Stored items
>> BEGIN
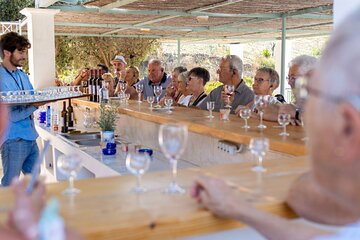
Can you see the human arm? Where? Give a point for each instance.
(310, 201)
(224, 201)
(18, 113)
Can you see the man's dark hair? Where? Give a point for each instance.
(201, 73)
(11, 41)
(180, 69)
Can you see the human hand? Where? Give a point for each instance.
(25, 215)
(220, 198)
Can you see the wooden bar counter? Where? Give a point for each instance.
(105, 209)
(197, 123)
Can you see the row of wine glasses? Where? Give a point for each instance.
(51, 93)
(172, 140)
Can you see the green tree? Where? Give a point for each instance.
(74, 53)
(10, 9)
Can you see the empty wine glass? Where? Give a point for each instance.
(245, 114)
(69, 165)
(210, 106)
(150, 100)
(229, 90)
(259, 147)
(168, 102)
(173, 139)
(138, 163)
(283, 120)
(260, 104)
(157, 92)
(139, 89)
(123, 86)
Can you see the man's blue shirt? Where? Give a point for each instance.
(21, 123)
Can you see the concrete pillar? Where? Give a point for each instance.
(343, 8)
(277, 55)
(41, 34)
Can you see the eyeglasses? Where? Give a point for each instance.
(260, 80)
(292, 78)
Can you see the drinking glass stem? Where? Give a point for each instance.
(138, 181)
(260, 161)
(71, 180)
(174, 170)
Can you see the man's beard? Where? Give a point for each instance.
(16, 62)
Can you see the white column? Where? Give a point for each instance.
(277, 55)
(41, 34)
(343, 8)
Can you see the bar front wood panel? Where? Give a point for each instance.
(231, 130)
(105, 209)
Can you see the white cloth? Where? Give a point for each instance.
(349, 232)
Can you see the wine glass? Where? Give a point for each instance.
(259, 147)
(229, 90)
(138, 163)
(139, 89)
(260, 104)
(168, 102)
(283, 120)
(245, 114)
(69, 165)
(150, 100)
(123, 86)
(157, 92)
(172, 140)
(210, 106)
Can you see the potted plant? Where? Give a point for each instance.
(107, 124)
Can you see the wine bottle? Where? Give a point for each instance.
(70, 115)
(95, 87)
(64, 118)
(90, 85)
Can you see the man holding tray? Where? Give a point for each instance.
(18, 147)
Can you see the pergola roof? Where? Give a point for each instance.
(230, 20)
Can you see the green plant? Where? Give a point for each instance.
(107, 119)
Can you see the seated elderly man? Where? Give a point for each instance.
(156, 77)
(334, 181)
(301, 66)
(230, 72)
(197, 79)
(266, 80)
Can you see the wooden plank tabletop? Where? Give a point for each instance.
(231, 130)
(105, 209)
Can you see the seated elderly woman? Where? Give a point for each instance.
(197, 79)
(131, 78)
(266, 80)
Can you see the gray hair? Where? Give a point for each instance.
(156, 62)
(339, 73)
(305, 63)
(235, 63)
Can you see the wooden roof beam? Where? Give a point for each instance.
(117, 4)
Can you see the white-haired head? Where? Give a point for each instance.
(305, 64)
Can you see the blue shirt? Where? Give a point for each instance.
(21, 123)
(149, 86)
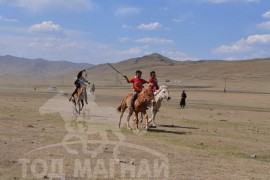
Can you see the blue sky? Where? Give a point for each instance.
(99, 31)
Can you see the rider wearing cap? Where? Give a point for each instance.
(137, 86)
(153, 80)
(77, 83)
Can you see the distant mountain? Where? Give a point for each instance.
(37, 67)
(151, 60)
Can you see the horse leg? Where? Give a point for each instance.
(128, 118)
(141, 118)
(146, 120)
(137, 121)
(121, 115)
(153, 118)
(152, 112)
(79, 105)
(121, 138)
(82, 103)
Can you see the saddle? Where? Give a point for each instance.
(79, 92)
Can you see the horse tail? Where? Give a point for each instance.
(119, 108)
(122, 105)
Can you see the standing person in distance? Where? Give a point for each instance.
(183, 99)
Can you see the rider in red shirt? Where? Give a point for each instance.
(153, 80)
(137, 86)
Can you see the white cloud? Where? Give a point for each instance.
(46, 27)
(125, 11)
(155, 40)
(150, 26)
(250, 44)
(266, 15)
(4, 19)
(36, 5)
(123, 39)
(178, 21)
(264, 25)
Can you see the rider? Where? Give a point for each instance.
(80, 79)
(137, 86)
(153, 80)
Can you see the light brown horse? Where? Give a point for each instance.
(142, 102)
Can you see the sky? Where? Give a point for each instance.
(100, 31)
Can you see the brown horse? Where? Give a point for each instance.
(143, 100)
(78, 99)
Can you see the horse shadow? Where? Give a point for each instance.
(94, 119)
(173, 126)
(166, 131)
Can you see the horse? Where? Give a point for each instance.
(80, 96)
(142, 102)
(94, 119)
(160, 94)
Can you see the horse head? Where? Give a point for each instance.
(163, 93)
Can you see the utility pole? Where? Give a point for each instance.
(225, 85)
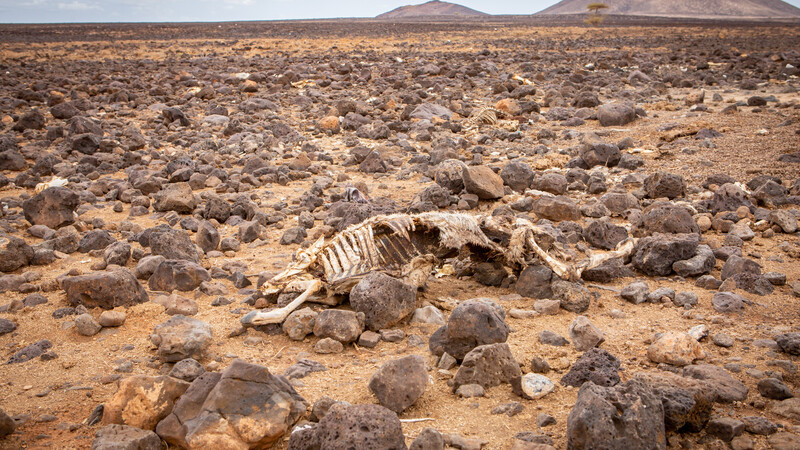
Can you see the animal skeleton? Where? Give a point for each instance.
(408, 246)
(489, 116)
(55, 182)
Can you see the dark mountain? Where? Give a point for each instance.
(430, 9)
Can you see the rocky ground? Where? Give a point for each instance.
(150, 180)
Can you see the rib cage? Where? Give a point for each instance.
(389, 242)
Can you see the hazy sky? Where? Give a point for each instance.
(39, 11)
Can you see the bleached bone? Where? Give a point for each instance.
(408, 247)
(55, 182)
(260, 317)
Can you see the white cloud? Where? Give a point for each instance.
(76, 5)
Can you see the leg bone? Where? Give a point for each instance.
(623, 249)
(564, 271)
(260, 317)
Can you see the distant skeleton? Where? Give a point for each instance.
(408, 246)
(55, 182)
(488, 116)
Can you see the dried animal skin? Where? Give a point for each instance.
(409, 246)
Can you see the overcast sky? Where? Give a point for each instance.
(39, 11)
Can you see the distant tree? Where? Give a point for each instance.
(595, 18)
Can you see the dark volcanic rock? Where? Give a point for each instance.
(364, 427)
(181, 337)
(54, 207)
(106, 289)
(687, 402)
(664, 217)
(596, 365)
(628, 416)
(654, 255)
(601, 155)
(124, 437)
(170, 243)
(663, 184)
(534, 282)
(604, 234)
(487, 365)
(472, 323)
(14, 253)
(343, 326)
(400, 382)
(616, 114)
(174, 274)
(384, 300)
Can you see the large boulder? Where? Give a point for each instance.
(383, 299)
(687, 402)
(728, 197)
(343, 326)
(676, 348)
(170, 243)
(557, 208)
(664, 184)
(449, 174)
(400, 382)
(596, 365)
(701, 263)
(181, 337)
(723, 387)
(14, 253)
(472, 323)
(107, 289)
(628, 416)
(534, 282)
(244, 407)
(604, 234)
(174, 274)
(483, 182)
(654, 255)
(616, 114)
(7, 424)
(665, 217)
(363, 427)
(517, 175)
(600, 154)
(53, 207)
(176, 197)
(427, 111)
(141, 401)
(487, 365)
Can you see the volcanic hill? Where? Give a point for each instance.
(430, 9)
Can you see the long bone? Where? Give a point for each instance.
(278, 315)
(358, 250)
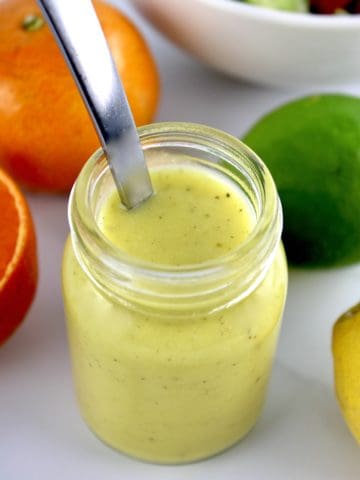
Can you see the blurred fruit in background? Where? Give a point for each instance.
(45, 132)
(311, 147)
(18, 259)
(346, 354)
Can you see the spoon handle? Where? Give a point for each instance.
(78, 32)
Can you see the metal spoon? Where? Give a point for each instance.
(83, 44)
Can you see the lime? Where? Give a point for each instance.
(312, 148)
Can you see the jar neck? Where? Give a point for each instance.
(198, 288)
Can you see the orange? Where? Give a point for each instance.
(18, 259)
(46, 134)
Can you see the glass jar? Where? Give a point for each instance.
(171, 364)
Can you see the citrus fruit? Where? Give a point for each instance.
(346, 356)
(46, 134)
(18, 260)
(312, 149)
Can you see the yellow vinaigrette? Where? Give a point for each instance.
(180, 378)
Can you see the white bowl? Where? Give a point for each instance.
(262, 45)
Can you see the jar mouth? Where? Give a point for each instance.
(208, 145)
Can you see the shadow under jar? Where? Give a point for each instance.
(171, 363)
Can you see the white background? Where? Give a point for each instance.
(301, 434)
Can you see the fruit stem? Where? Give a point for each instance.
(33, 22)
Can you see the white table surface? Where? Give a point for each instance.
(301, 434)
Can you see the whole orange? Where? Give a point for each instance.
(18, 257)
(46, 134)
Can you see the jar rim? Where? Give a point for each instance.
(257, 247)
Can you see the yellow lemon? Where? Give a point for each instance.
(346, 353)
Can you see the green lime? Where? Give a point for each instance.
>> END
Can you express the material as a JSON list of strings, one per line with blank lines omitted, starting at the line that contains "Can you see the jar neck?" and continuing through the end of the material?

[
  "Can you see the jar neck? Where? Give a point for each instance.",
  "(198, 288)",
  "Can you see the orange? Where? Give a point for each instance.",
  "(18, 259)",
  "(46, 134)",
  "Can you see the glass jar? Where? Give a point for each instance.",
  "(171, 364)",
  "Can you see the citrus fruit? Where? Give a point for each instance.",
  "(346, 356)",
  "(46, 134)",
  "(18, 260)",
  "(312, 149)",
  "Can you see the yellow vinaigrette? Where? Give a point for each instance.",
  "(180, 378)",
  "Can you see the white bowl? Where? Give a point for each instance.",
  "(262, 45)",
  "Can you see the jar mouth? Where? Give a point for each instance.",
  "(208, 145)",
  "Can you see the shadow under jar? Where? Give a point for each instance.",
  "(171, 363)",
  "Can you see the white background? Where? Give a point for each instance.",
  "(301, 434)",
  "Can you see the fruit stem? Where? Give a point for each instance.",
  "(33, 22)",
  "Can you see the white table surface? Where? Give a point for each instance.",
  "(301, 434)",
  "Can you see the whole orange? Where? Give a point for each instance.",
  "(18, 257)",
  "(46, 134)",
  "Can you see the jar rim? Where? Give a point for each instance.",
  "(257, 247)",
  "Can you see the yellow lemon? Where? Give a point for each instance.",
  "(346, 353)",
  "Can you see the green lime? Where? Give a point for each instance."
]